There are newer DB professors that recently started, but I'm not including them because I don't know what their new work is going to be about: Arun Kumar (UCSD), Jennie Duggan (Northwestern), Joey Gonzalez (Berkeley), Peter Alvaro (UCSC), and Paolo Papotti (ASU). I guarantee you that they are looking for new students.
There are also awesome people doing good systems research but do not typically publish in the same conferences that I do. Notable examples include Dave Andersen (CMU), Eddie Kohler (Harvard), Martha Kim (Columbia), Raluca Ada Popa (Berkeley), and Steven Swanson (UCSD). Again, I am only listing my SIGMOD/VLDB fam here.
Lastly, I am only including schools in the United States. I'm going to die in the US, so I think that this is fair. If you don't want to live in the US, then you should consider applying to work with Ken Salem (Waterloo), Natassa Ailamaki (EPFL), Thomas Neumann (TUM), or Gustavo Alonso (ETH).
The List (2016)
- Berkeley — The DB group at Berkeley is legendary. It's where Stonebraker created Ingres and Postgres. Margo Seltzer wrote BerkeleyDB in the 1990s. And more recently they created Spark (although it came from more than just DB people). The #1 stunna at Berkeley is Joe Hellerstein. My favorite thing about Joe's approach to research is that he methodically studies fundamental problems in data management that transcend always improving hardware or application trends. For example, I'm excited about his latest work on the Ground project for large-scale data provenance. Joe seems to have this effortless way of speaking about technical things that I wish I could emulate.
- Brown — I love this place. My time in grad school at Brown was probably the happiest six years of my life. It's a smaller department, so it may not be for everyone. But the people there are amazing. Their DB squad is large now too. Tim Kraska and Carsten Binnig are the youngest and most active members there. Tim has been working on database techniques for visualization systems as well as using RDMA to speed up the transaction processing. I strongly recommend working with him if you can. Ugur Cetintemel is the ever congenial professor that has been involved in all of the stream processing projects at Brown for the last decade (but he is also currently the department chair). And then finally there is Stan Zdonik. He was my advisor (with Mike). He is fantastic. I don't know whether he is taking on new students though.
- Chicago — For a long time, Chicago's CS department was in the doldrums. They are now getting serious about rebuilding their program. Aaron Elmore has worked with me in the past on automated load balancing techniques for distributed databases. Chicago also just hired Mike Franklin, but he is their new department chair so he may not be taking on any students right away.
- Columbia — The leading DB systems professor at Columbia is Ken Ross. His research is a bit closer to the hardware than my own work, but one of my students has started looking into the kinds of hardware acceleration (SIMD, GPU) that Ken has been studying for years.
- Duke — The Duke DB group is quite large. The main person there that is working in my area is Shivnath Babu (albeit he is a bit more algorithmicy than I am). Shivnath's work is on auto-tuning and self-managing methods for database systems. But I don't know whether he is back at Duke yet from working on his start-up.

§ **Given task 1**: List the schools, each with its group's main systems professors, that appear under "The List (2016)" in the database-professors passage above.
§ **Given task 2**: Carry on the database-professors passage above from its final sentence.

§ **Raw records**:
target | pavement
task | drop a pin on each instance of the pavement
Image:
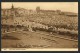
(36, 40)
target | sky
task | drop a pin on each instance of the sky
(63, 6)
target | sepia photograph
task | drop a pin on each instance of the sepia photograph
(39, 25)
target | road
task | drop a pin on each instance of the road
(36, 40)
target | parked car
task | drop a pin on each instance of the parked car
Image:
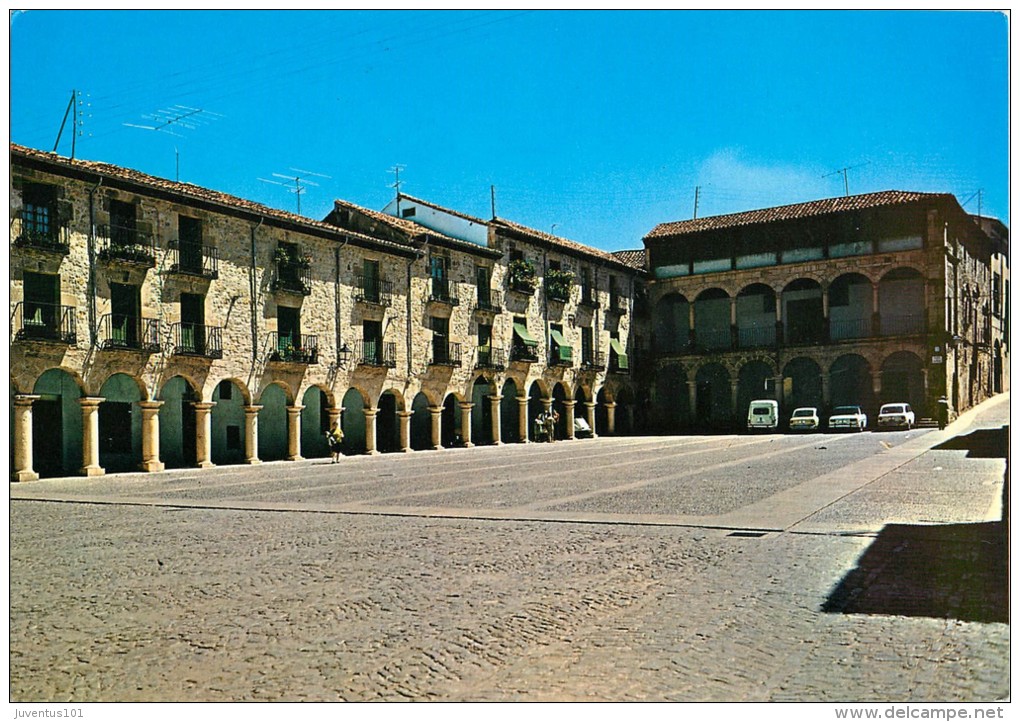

§ **Exercise result 1**:
- Berkeley: Joe Hellerstein
- Brown: Tim Kraska, Carsten Binnig, Ugur Cetintemel, Stan Zdonik
- Chicago: Aaron Elmore, Mike Franklin
- Columbia: Ken Ross
- Duke: Shivnath Babu

§ **Exercise result 2**:
- Harvard — Like Chicago, Harvard is about to begin expanding their CS department. But they're going to do it with some serious money. Margo Seltzer has certainly had a great impact on the databases in the 1990s, but nowadays she publishes in a lot of other non-DB venues for filesystems, storage, and data provenance. Thus, the key person there that is doing DB systems research is Stratos Ideros. Let me first say that Stratos is one of the most chill person that I have ever met. While I am stressing out how to build our new DBMS and pay for all of my students, he does not seemed to be fazed by the pressure at all. Despite his outward demeanor, he and his team is cranking out research at an amazing rate. His main research project is on "self-designing" systems (note that this is different than a "self-driving" system, as I will make clear at a later point).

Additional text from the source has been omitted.